# CHECK YOUR UNDERSTANDING
1: From the passage on vatadages, return the part that opens with the words containing "A vatadage is" and closes with "several concentric rows.". Copy it word for word.
2: List the other names by which the passage on vatadages says the structure is known.
3: Extend the passage on vatadages, picking up after its last sentence.
*** Opening TEXT ***
A vatadage is a type of Buddhist structure found in Sri Lanka. It also known as a dage, thupagara and a cetiyagara. Although it may have had some Indian influence, it is a structure that is more or less unique to the architecture of ancient Sri Lanka. Vatadages were built around small stupas for their protection, which often enshrined a relic or were built on hallowed ground. Circular in shape, they were commonly built of stone and brick and adorned with elaborate stone carvings. Vatadages may have also had a wooden roof, supported by a number of stone columns arranged in several concentric rows.
*** Closing TEXT ***
*** Opening GIVEN MATERIAL ***
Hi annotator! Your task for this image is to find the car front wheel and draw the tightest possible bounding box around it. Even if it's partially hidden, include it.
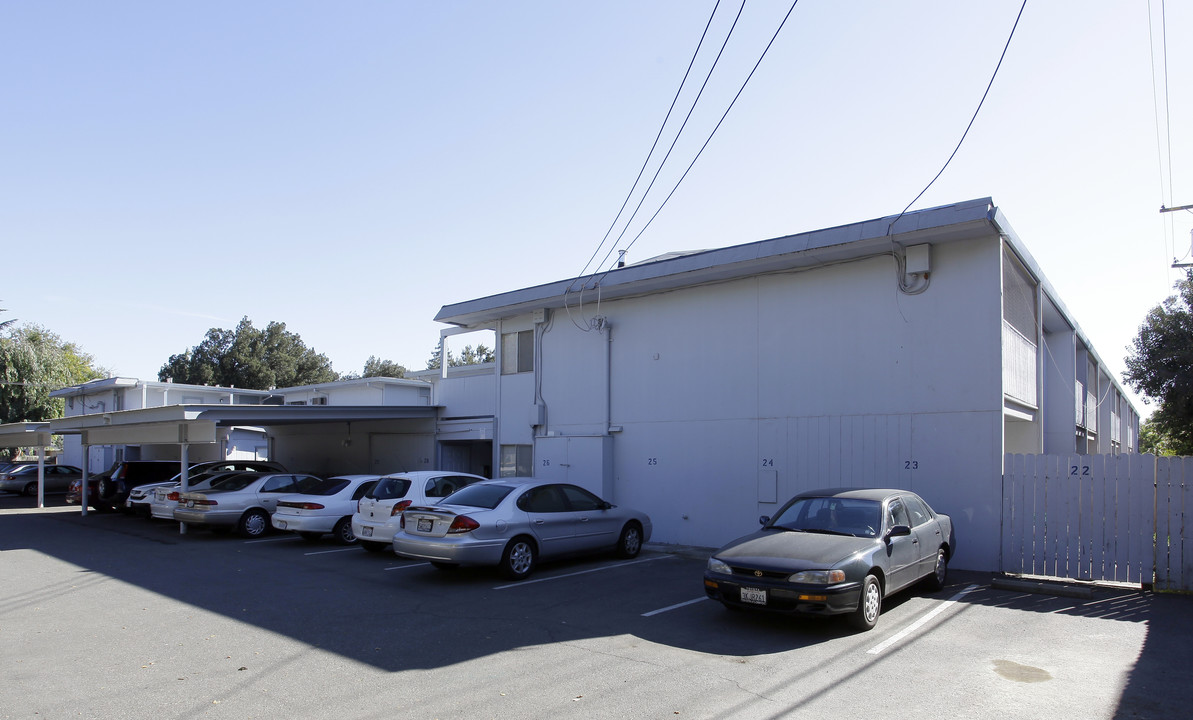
*** Closing GIVEN MATERIAL ***
# ANSWERS TO THE PROBLEMS
1:
A vatadage is a type of Buddhist structure found in Sri Lanka. It also known as a dage, thupagara and a cetiyagara. Although it may have had some Indian influence, it is a structure that is more or less unique to the architecture of ancient Sri Lanka. Vatadages were built around small stupas for their protection, which often enshrined a relic or were built on hallowed ground. Circular in shape, they were commonly built of stone and brick and adorned with elaborate stone carvings. Vatadages may have also had a wooden roof, supported by a number of stone columns arranged in several concentric rows.

2: dage, thupagara, cetiyagara

3:
Thuparamaya is an ancient Buddhist temple in Anuradhapura, Sri Lanka. Located in the sacred area of Mahamewna park, theThuparamaya Stupa is the earliest Dagoba to be constructed in the island, dating back to the reign of King Devanampiya Tissa(247-207 BC).The temple has been formally recognised by the Government as an archaeological site in Sri Lanka
Nissanka Latha Mandapaya is a unique structure in the ancient city of Polonnaruwa in Sri Lanka. Built by King Nissanka Malla (1187-1196) and named after him, it is located near the western entrance of the Dalada Maluva, the area that contains the oldest and most sacred monuments in the city. A nearby stone inscription identifies this as the building used by Nissanka Malla to listen to pirith (chanting of Buddhist scriptures)
This pyramid-shaped, seven storied building called Sathmahal Prasadaya is thought to be an unusually shaped stupa built during the Polonnaruwa Period (11th -13th century).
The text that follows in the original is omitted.